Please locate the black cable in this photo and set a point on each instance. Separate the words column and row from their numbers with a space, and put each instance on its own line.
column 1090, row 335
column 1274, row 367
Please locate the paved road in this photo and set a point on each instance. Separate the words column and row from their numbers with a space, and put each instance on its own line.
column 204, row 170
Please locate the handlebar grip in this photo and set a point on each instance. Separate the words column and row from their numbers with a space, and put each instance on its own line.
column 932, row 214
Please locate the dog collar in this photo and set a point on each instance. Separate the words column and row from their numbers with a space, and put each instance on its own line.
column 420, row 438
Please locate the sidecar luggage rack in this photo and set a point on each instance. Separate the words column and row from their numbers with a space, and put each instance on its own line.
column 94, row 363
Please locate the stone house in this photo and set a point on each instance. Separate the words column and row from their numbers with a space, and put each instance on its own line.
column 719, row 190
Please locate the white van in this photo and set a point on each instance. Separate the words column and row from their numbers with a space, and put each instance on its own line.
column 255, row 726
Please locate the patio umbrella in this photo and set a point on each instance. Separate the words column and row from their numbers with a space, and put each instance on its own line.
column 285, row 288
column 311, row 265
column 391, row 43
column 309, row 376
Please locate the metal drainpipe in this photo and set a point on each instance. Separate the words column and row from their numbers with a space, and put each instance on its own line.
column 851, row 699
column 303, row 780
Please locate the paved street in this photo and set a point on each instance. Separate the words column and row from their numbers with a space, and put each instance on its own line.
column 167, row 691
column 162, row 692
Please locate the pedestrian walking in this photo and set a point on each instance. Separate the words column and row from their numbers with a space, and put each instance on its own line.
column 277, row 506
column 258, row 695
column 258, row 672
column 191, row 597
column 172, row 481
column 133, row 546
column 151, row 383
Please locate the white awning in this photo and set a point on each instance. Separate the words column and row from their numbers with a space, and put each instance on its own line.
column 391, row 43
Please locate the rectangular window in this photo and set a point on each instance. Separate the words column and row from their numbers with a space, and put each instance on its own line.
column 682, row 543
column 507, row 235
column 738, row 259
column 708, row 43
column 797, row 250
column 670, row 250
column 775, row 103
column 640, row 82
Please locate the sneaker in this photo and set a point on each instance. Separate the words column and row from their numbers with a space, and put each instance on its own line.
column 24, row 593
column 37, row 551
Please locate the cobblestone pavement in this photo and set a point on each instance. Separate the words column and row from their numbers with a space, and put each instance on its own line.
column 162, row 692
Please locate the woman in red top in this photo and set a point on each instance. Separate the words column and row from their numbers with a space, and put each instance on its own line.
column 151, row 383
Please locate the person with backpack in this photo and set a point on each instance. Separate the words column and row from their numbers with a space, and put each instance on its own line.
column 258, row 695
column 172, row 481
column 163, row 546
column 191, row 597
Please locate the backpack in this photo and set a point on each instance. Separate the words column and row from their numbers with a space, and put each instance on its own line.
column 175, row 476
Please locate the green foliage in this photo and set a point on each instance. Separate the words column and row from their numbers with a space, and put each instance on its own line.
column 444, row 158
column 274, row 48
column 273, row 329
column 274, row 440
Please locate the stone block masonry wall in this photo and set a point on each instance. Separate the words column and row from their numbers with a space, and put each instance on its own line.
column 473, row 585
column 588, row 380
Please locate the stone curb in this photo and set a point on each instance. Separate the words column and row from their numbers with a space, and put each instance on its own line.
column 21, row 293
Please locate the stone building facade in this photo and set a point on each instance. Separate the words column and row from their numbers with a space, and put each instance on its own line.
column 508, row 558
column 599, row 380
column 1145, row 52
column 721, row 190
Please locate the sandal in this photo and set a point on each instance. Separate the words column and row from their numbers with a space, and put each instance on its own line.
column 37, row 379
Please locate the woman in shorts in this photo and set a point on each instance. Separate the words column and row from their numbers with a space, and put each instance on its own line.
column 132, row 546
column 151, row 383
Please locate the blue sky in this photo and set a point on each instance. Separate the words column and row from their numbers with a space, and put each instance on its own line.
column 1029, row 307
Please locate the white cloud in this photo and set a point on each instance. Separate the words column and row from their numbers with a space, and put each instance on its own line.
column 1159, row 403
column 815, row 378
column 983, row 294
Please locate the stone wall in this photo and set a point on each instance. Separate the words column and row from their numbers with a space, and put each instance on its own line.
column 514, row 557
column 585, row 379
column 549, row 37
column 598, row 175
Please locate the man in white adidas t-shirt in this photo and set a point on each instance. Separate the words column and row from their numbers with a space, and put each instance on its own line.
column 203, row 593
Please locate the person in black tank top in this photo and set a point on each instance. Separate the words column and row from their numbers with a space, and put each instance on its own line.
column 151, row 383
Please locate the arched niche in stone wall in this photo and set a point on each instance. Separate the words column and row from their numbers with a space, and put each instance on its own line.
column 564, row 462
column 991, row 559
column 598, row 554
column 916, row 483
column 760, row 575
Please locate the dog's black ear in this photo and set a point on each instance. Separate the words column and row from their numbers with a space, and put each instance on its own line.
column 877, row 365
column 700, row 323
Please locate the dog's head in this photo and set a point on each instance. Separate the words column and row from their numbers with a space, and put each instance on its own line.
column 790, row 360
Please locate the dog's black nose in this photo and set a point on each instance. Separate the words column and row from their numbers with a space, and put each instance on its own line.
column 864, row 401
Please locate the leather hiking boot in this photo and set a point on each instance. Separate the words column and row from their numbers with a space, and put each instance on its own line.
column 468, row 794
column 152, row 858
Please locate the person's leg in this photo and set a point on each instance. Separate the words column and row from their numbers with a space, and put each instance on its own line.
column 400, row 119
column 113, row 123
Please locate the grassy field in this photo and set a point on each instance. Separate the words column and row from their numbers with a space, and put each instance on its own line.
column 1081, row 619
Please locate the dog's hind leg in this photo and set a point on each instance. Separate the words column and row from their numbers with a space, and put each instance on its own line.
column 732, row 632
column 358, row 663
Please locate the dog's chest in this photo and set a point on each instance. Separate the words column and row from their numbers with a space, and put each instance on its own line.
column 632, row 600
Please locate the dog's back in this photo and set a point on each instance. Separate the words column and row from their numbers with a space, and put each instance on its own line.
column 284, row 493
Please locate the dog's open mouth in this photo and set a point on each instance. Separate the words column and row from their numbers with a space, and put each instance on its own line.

**Task details**
Copy out all of the rows above, swapping "locate" for "find" wherever it appears and keeping everything else the same.

**Solution to this problem**
Please find the black cable in this photo and set a point on each instance. Separate the words column and row from their numbers with a space, and put each instance on its own line.
column 1090, row 335
column 1274, row 367
Please find the paved road in this photo and set a point on each instance. Separate the words column and row from their numbers with a space, and put each instance on its own line.
column 204, row 170
Please find the handlebar grip in this photo and set a point on each instance. Separate the words column and row from their numbers with a space, and put each instance on its own line.
column 932, row 214
Please find the dog collar in this photo and set a point on each instance. Separate the words column and row from their numbers with a space, and put each instance on its own line.
column 420, row 438
Please find the sidecar luggage rack in this photo and set a point on each instance. Separate the words column and row from their numbers with a space, and put each instance on its own line.
column 94, row 363
Please find the stone house in this photo and set a point on each instance. Separate the words column and row from their numbers with a space, and put each instance on its own line.
column 719, row 190
Please find the white van in this photo and set a point on each instance. Separate the words column and row from their numbers with a space, and put each instance on its own line.
column 255, row 726
Please find the patio umbrella in this photo and set a point on each instance. Separate the words column and row from their numbers with a space, and put each instance on its own line.
column 285, row 288
column 311, row 265
column 391, row 43
column 309, row 376
Please find the metal drainpipe in this photo and set a point on each instance. Separate the words column and row from their numbers with a space, and put each instance on its own line.
column 851, row 699
column 303, row 780
Please find the paved street in this photo and set a point on each instance. Separate the words column and row from their numbers with a space, and put each instance on its own line.
column 167, row 691
column 162, row 692
Please find the pedestrian walking in this photo and set a point on each instance. Separate the words column and row from their numbers with a space, and put each instance on its own line.
column 277, row 506
column 258, row 695
column 258, row 672
column 191, row 597
column 172, row 481
column 133, row 546
column 151, row 383
Please find the white awning in this photo and set a point on each instance. Separate the words column and row from their numbers with a space, and put each instance on its own line.
column 391, row 43
Please find the rectangular window in this photo and set a point on each instance. Separate the words column and row from their numbers with a space, and put each instance on its own line.
column 682, row 543
column 507, row 235
column 738, row 259
column 708, row 43
column 797, row 250
column 670, row 250
column 775, row 103
column 640, row 82
Please find the sneaker in this photo and set a point on each instance. Separate the words column and row from their numbers with a space, and put each instance on its own line.
column 24, row 593
column 37, row 551
Please find the cobblestone pavement in this photo and set a point on each instance. Separate the words column and row from their numbers with a space, and put each instance on its own line.
column 162, row 692
Please find the woman in red top in this photo and set a point on each instance. Separate the words column and row from their numbers with a space, and put each instance on its own line.
column 151, row 383
Please find the person with backpack in this photo and set a point on each instance. Separate the words column and row from their numbers with a space, and put each instance on its own line.
column 258, row 695
column 172, row 481
column 163, row 546
column 191, row 597
Please find the backpack in this photo and set a point on each instance. Separate the words column and row from their numbers with a space, and put each instance on its own line.
column 175, row 476
Please find the green foliage in this photo and set a point on each instance. Separate the words column and row from their numbers with a space, and put each instance on its own line.
column 444, row 158
column 274, row 48
column 273, row 329
column 274, row 440
Please find the stone block masonry wall in this photo and set a point on each instance. Separate the words column and row from their numbers with a space, and put each instance on its own line.
column 473, row 585
column 588, row 380
Please find the stone curb in this photo and set a point on each instance. Separate the words column and row from their numbers with a space, and put each instance on its own line.
column 21, row 293
Please find the stone building facade in this photo and set a point on each instance. Separate the words column and row from their numbers with a space, and put each instance on its own line.
column 508, row 558
column 599, row 380
column 1145, row 52
column 721, row 190
Please find the sandal in this photo and set a point on each instance. Separate the words column and row from their numbers with a space, and put each instance on its own line.
column 37, row 379
Please find the woman in shorts in this photo and set a point on each instance. Separate the words column and row from their numbers with a space, and put each instance on its own line.
column 132, row 546
column 151, row 383
Please find the blue sky in this photo and set a point on each instance. Separate the words column and row from their numbers with a space, and put each instance on its own line.
column 1029, row 307
Please find the white cloud in this photo and set a point on each instance. Separate the words column and row from their numbers with a space, and put each instance on its own line.
column 1159, row 403
column 815, row 378
column 983, row 294
Please find the stone wall in this photo and set a point on each instance. Separate the words column and row from their numbers with a space, and put each instance on its own line.
column 514, row 557
column 585, row 379
column 549, row 37
column 598, row 175
Please find the man in white adidas t-shirt in this photo and set a point on each instance. Separate the words column and row from their numbers with a space, and put each instance on its own line.
column 203, row 593
Please find the person in black tank top in this photo and set a point on each instance. Separate the words column and row from their numbers with a space, and put each instance on its own line.
column 151, row 383
Please find the arched niche in stone wall in this photo and set a point on each instance. Separate the words column and row from their numbers with a space, and put each instance on its own line.
column 564, row 462
column 991, row 559
column 598, row 554
column 916, row 483
column 760, row 575
Please find the dog's black ear in this photo and set a point on each instance. Separate the words column and row from their numbers with a space, and put each instance on its own line.
column 877, row 365
column 700, row 323
Please find the dog's head in this photo and set a point on each instance. Separate the words column and row from their numbers with a space, and put each instance on its own line.
column 790, row 360
Please find the dog's black nose in this photo and set a point on each instance. Separate the words column and row from their numbers with a space, and put each instance on its own line.
column 864, row 401
Please find the leather hiking boot in this photo and set a point on each instance. Separate the words column and row from their numbers with a space, and put each instance on its own line.
column 468, row 794
column 152, row 858
Please find the person's leg in this photo and set a point on each instance. Separate the words column and row from their numbers with a space, and put each instance on its own line.
column 400, row 119
column 113, row 123
Please find the grassy field in this photo and set a point on each instance. Separate the words column and row from their numbers with a space, and put each instance on its own line.
column 1081, row 619
Please find the dog's hind leg in this photo and set a point on each instance. Separate the words column and row from their numbers with a space, and put each instance on its own line.
column 732, row 632
column 358, row 663
Please find the dog's chest in this photo and set a point on each instance. Separate the words column and row from their numbers with a space, and put each instance on its own line.
column 632, row 600
Please find the dog's back in this photo and set a point on each instance. Separate the words column and row from their numbers with a space, and put each instance on its own line.
column 284, row 493
Please find the dog's open mouth in this photo and set a point on each instance. Separate the words column and row from their numbers with a space, and put each instance on its own line.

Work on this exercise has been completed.